→ Task: From the line containing "Target | open meadow" through the last line of the entries below, repeat each line word for word and leave out the rest.

→ Material supplied:

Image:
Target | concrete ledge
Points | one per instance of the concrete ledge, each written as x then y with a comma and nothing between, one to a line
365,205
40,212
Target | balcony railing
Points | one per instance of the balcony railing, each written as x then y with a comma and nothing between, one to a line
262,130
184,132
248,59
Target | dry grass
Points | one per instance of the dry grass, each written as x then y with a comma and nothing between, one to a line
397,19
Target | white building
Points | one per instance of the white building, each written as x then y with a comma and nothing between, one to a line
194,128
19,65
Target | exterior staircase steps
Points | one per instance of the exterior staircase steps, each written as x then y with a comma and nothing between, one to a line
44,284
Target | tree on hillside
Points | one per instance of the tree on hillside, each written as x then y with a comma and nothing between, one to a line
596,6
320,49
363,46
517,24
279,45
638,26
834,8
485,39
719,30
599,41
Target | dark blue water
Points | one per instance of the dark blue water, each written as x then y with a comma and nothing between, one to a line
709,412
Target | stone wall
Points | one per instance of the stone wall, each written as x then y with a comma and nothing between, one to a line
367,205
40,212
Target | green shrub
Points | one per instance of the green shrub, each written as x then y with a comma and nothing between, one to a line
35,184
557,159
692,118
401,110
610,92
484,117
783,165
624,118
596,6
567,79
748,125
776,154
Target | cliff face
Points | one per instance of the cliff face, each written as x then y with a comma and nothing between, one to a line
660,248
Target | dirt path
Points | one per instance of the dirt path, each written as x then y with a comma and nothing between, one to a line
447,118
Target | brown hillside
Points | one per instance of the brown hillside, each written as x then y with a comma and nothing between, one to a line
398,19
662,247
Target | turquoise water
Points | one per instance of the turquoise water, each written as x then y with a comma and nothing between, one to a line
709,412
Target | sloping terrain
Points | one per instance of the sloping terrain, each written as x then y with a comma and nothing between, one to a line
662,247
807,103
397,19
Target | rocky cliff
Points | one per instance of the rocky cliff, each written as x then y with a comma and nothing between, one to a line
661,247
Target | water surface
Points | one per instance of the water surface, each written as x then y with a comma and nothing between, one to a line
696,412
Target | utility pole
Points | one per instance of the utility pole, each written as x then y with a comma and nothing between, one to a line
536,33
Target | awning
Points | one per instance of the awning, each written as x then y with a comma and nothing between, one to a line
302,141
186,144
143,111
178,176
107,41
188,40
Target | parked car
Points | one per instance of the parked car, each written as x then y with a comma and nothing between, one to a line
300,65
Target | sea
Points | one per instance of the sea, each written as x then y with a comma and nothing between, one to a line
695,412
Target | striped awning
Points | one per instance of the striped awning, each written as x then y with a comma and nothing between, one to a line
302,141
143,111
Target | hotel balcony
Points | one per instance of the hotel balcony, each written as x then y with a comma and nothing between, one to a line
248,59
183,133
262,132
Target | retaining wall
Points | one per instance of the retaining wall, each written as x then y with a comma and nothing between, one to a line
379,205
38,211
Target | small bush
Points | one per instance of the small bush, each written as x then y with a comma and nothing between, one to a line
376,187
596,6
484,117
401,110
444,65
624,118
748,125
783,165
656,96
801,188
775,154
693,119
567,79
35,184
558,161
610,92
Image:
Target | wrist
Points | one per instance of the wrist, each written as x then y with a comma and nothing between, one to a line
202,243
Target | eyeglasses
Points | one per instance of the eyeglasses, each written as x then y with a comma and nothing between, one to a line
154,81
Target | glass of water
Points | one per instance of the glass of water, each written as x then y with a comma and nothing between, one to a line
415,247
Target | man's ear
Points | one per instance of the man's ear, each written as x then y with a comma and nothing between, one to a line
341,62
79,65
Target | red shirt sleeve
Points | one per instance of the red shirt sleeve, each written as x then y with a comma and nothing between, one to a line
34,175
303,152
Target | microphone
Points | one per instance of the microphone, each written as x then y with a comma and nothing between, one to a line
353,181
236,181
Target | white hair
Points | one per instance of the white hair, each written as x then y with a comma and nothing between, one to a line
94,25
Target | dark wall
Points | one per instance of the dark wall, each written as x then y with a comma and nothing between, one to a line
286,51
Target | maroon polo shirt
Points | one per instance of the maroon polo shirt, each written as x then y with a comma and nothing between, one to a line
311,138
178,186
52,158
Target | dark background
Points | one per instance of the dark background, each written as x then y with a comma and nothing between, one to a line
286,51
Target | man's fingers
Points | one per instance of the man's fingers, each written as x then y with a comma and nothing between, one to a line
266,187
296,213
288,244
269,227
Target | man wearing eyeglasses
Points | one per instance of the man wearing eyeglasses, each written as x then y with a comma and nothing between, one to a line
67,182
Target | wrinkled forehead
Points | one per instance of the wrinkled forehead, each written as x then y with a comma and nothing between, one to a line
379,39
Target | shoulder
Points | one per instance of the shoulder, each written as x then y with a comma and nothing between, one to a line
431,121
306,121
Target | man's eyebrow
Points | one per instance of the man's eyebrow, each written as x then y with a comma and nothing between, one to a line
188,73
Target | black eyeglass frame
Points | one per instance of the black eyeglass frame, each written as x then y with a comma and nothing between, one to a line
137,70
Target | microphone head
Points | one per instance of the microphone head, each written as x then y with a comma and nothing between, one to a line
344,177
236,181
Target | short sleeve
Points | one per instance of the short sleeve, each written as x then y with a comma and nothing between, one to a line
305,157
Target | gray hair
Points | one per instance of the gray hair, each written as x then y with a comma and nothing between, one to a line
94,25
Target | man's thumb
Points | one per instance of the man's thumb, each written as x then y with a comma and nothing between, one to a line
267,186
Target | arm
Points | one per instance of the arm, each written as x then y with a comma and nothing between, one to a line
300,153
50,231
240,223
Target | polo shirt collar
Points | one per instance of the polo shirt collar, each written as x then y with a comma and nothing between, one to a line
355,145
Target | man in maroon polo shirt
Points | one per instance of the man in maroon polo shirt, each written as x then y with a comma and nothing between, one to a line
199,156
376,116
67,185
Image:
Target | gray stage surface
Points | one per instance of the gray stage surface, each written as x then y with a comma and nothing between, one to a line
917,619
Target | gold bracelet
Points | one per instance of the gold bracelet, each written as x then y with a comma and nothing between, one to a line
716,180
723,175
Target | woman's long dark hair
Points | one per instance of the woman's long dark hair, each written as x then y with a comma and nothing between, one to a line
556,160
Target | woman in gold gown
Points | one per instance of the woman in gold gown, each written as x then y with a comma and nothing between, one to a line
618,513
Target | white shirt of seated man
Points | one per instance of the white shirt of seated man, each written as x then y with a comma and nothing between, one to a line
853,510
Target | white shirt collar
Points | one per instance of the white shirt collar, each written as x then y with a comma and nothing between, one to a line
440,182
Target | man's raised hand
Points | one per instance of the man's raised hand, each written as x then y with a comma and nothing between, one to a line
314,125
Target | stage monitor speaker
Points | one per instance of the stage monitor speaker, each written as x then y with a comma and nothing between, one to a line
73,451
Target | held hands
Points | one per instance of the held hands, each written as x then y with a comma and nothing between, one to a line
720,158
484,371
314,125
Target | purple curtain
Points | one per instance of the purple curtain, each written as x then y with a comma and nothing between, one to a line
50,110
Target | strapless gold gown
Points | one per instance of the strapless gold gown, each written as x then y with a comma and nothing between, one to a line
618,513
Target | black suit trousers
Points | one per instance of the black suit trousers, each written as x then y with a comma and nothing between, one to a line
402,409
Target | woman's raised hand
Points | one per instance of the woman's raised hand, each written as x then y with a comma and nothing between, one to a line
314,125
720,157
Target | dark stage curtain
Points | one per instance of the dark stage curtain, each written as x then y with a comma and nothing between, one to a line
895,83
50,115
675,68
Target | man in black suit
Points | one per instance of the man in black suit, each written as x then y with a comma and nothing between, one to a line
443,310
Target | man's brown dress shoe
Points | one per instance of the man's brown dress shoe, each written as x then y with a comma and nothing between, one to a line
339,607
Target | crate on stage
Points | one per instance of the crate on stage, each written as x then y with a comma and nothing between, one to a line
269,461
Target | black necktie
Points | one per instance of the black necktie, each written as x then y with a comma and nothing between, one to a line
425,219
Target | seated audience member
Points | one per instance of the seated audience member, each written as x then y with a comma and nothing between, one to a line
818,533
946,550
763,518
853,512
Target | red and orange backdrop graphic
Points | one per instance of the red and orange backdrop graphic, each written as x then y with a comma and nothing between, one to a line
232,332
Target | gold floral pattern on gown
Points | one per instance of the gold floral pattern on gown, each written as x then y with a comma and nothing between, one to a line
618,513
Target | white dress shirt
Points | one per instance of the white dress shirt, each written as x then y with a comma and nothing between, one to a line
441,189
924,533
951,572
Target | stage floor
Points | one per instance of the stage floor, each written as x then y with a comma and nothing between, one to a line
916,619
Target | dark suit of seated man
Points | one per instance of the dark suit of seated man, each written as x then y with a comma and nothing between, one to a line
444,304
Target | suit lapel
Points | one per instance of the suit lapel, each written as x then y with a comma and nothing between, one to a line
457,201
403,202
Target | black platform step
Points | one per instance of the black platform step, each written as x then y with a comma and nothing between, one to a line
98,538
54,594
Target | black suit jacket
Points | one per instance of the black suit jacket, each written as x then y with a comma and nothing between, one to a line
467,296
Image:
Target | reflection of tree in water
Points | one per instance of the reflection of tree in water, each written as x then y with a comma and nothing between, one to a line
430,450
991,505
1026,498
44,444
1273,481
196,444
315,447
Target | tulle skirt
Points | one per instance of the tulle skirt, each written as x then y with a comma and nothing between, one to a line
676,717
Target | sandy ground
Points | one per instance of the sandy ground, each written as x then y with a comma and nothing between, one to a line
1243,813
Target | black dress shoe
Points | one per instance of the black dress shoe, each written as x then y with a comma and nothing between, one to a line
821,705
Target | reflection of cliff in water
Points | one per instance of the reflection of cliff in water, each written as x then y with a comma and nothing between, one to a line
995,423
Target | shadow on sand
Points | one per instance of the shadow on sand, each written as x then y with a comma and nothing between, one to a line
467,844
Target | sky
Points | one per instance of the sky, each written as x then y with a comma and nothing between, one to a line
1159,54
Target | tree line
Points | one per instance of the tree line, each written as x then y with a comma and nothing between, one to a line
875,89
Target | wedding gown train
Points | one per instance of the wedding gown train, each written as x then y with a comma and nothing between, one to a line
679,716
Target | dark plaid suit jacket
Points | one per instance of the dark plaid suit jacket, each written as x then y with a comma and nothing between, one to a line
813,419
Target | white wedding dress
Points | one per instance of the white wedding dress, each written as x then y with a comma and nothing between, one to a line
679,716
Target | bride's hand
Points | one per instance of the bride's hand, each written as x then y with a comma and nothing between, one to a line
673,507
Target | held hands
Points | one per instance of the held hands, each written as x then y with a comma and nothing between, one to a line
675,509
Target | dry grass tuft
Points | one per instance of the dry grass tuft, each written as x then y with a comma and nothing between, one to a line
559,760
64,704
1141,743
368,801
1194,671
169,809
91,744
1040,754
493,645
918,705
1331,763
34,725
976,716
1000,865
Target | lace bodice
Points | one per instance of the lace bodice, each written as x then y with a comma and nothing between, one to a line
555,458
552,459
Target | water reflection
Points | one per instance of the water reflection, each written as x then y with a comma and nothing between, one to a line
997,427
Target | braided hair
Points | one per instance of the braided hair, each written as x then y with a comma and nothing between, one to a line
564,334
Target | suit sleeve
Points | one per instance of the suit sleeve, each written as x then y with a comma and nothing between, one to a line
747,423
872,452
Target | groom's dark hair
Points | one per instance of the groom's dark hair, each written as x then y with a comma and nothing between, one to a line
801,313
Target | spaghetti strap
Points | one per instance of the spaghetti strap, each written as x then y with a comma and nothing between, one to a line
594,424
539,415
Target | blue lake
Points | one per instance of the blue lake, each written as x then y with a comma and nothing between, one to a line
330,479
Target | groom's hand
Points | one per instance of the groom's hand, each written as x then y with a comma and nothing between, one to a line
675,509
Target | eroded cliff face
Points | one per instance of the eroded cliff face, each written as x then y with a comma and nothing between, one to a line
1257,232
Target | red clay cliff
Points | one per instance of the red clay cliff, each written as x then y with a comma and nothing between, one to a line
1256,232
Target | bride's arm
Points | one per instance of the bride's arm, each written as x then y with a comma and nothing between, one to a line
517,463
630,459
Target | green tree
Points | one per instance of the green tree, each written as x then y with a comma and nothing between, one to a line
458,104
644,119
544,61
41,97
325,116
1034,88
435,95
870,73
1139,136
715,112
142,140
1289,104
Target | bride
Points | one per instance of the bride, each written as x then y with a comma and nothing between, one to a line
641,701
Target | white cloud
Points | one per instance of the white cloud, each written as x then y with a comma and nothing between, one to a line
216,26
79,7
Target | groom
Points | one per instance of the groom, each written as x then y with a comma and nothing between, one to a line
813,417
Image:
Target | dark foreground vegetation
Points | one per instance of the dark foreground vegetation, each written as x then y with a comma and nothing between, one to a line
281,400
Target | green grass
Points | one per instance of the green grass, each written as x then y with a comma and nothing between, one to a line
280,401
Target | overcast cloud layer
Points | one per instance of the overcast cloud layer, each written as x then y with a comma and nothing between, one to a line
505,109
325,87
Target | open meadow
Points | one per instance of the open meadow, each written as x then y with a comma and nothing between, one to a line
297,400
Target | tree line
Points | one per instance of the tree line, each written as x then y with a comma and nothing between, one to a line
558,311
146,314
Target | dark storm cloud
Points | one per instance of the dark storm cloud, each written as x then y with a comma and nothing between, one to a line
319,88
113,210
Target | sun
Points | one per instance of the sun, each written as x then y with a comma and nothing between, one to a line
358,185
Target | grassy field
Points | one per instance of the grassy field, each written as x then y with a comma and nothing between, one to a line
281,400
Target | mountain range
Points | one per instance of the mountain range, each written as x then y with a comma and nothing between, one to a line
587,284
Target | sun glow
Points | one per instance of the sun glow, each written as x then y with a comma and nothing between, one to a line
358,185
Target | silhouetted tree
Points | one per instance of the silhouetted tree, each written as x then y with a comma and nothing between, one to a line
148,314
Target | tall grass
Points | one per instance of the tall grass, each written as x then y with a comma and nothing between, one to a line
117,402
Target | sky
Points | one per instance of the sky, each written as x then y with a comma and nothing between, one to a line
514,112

→ Solution for this task:
Target | open meadow
Points | one per instance of the open meadow, each written as x then y with a comma and nothing between, one to a line
297,400
Target | tree line
Points | one per instance of the tree line, each written as x then y with a comma and nothing between, one to a line
558,311
146,314
Target | dark storm cloud
Points | one per instance of the dark storm cloud, each written as x then y with a comma and nothing between, one to a line
319,88
113,210
Target | sun
Points | one per instance of the sun, each written as x then y with a comma and nothing between, one to a line
358,185
Target | grassy field
Points | one per instance of the grassy field, each written as x then y with a comma and nothing between, one to a line
281,400
Target | mountain range
Points | one per instance of the mountain range, each written as x then y with a comma and nothing between, one to a line
587,284
Target | sun glow
Points | one per instance of the sun glow, each written as x then y with a comma and nothing between, one to a line
358,185
Target | silhouetted tree
Points | one per instance of the silhouetted tree, each written as x then y with a comma and nothing between, one to a line
148,314
Target | tall grass
Points | one per instance of the tall grass, each written as x then y with a comma and nothing between, one to a line
117,402
Target | sky
Points | one per instance of the sky, each written as x then y with a comma and nothing between, one to a line
514,112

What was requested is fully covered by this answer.